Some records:
========================
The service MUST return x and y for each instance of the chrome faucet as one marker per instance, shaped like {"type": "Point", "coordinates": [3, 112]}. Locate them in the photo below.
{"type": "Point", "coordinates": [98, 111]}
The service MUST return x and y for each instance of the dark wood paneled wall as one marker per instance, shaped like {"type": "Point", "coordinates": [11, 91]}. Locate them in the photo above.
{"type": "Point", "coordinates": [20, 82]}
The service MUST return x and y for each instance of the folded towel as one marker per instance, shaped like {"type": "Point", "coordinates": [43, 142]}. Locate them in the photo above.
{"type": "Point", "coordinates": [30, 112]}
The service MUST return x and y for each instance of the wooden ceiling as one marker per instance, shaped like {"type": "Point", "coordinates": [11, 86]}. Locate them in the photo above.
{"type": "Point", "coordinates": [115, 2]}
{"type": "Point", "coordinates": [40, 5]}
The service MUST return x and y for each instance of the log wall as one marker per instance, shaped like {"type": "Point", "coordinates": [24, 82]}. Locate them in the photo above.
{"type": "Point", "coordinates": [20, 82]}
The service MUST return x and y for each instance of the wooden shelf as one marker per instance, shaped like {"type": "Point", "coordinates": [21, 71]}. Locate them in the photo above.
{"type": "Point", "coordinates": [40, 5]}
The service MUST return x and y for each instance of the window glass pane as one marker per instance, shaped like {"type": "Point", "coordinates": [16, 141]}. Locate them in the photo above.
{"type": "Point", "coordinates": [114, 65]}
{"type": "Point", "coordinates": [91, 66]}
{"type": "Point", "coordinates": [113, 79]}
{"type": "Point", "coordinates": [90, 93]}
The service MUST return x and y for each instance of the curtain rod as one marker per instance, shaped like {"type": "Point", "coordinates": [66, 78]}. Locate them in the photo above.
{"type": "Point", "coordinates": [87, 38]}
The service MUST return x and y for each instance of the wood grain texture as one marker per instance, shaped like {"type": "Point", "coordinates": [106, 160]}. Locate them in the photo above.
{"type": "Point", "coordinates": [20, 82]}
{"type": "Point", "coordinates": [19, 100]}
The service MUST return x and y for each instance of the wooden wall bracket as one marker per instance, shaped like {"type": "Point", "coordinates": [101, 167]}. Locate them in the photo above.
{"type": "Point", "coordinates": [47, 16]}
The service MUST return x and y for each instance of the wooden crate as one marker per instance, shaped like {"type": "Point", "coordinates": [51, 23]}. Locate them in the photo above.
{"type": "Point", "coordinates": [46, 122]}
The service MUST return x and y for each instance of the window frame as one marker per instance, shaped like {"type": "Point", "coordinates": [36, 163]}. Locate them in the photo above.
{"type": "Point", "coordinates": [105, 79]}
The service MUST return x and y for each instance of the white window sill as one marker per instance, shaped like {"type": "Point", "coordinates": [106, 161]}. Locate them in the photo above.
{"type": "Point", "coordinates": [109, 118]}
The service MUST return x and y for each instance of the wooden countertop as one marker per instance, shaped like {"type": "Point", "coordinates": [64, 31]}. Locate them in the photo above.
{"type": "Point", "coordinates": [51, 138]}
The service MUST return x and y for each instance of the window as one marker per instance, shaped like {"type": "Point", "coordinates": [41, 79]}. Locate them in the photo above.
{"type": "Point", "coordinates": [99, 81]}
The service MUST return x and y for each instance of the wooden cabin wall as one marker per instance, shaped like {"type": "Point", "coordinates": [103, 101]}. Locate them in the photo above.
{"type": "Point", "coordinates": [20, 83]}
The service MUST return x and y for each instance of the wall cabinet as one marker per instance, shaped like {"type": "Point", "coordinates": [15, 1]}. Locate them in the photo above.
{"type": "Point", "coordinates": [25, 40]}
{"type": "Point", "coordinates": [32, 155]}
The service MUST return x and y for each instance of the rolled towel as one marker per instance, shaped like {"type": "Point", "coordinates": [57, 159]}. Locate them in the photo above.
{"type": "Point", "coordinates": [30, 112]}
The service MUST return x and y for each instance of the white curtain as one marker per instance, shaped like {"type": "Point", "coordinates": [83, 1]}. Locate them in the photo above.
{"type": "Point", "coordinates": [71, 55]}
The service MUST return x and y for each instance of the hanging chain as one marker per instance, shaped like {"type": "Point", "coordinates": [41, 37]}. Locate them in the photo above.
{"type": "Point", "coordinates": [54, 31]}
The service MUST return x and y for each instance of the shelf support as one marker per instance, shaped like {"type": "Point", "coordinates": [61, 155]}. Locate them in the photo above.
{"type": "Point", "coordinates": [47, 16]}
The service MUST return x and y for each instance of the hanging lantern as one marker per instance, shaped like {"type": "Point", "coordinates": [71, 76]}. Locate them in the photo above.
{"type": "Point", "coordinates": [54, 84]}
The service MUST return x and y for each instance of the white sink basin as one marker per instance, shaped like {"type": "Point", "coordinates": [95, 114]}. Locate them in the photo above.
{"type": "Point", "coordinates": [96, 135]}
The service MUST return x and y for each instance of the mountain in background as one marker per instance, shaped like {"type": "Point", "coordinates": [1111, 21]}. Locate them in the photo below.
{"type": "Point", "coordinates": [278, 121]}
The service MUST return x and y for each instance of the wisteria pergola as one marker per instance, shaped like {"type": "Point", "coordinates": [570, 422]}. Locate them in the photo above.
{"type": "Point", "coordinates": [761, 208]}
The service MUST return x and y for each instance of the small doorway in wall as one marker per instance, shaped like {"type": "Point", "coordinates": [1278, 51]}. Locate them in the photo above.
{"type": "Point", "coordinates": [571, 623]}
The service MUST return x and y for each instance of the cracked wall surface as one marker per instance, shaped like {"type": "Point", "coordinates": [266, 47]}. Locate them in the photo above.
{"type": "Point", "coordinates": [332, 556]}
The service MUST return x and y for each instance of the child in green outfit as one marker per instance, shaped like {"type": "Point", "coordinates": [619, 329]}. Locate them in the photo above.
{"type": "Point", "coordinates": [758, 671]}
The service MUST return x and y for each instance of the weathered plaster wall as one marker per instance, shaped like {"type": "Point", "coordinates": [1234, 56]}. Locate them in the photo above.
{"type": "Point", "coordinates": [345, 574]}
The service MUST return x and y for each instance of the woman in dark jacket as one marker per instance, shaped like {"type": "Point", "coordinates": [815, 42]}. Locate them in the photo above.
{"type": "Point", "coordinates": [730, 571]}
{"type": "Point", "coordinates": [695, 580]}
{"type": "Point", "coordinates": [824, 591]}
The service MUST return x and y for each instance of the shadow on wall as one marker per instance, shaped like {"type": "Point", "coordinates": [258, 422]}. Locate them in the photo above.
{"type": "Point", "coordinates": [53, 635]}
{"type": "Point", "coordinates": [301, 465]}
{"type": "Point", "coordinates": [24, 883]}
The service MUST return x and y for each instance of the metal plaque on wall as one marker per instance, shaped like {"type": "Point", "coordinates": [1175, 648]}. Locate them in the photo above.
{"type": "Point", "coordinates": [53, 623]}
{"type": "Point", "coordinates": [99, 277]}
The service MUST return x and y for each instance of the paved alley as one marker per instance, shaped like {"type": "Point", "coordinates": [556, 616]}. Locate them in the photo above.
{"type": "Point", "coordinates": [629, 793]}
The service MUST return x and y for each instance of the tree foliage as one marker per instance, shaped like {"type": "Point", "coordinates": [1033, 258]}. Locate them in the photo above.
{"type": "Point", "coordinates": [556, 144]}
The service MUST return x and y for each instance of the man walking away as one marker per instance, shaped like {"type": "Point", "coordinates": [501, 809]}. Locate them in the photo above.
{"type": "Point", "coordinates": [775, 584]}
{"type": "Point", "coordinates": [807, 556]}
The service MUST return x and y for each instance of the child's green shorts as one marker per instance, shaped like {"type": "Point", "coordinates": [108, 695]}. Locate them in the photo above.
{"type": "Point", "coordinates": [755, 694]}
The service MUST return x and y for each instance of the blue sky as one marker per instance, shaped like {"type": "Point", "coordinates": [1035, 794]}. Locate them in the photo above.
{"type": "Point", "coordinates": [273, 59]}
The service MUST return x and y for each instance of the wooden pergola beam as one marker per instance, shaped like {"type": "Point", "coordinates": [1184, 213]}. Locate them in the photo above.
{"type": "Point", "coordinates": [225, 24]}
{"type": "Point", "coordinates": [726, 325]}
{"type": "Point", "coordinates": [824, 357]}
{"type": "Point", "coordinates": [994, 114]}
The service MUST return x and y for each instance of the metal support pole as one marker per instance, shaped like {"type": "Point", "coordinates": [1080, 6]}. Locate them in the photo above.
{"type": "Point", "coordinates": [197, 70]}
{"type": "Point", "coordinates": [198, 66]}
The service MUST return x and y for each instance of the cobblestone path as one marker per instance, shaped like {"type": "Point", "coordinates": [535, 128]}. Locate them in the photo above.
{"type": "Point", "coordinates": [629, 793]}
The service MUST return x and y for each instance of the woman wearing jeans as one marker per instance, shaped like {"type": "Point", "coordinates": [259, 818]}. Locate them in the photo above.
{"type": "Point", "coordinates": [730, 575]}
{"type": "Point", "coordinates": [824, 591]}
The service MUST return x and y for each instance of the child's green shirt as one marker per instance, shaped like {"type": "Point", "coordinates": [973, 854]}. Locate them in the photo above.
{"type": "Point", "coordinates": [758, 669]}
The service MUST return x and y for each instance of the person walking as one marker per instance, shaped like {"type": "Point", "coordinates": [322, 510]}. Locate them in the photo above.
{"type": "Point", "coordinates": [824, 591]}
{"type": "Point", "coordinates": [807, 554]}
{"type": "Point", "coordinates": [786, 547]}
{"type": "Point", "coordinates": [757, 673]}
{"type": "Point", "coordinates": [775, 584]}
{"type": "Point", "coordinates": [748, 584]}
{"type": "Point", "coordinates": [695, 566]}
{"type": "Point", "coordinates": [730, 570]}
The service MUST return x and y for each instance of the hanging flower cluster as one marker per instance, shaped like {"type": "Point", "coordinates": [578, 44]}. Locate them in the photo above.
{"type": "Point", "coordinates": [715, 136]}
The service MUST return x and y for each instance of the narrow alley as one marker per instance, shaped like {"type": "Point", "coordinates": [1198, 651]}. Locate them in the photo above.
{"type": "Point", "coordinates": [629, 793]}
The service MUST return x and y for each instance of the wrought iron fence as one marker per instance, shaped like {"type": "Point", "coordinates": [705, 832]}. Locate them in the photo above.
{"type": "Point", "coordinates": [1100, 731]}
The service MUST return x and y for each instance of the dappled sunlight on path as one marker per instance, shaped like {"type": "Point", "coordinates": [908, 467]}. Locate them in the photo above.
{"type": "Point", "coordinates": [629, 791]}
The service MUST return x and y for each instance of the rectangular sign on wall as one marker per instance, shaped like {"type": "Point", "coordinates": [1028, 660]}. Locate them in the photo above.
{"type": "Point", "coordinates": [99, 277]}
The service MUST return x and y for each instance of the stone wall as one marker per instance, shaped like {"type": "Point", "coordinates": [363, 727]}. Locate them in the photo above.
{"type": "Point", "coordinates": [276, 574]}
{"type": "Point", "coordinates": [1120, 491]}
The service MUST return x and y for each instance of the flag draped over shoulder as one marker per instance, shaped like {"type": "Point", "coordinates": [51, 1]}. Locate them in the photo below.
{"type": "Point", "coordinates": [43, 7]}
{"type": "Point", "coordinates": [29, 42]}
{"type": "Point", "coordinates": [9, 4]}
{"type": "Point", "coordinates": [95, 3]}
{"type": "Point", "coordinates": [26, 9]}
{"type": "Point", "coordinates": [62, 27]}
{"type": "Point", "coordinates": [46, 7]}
========================
__Given exercise__.
Copy out every line from the one containing "of the rectangular" to the end of the material, both ends included.

__Answer to this problem__.
The service MUST return x and y for each instance of the rectangular sign on wall as one marker per instance, shaped like {"type": "Point", "coordinates": [1028, 660]}. Locate them in the photo above.
{"type": "Point", "coordinates": [99, 277]}
The service MUST return x and y for each instance of the stone wall as one marker per instance, shaped like {"type": "Point", "coordinates": [363, 727]}. Locate them in the photo above.
{"type": "Point", "coordinates": [276, 574]}
{"type": "Point", "coordinates": [1120, 491]}
The service MUST return x and y for each instance of the flag draped over shoulder as one marker per instance, shaped like {"type": "Point", "coordinates": [51, 1]}. Locate them in the photo below.
{"type": "Point", "coordinates": [43, 7]}
{"type": "Point", "coordinates": [29, 42]}
{"type": "Point", "coordinates": [9, 4]}
{"type": "Point", "coordinates": [95, 3]}
{"type": "Point", "coordinates": [26, 9]}
{"type": "Point", "coordinates": [62, 27]}
{"type": "Point", "coordinates": [46, 7]}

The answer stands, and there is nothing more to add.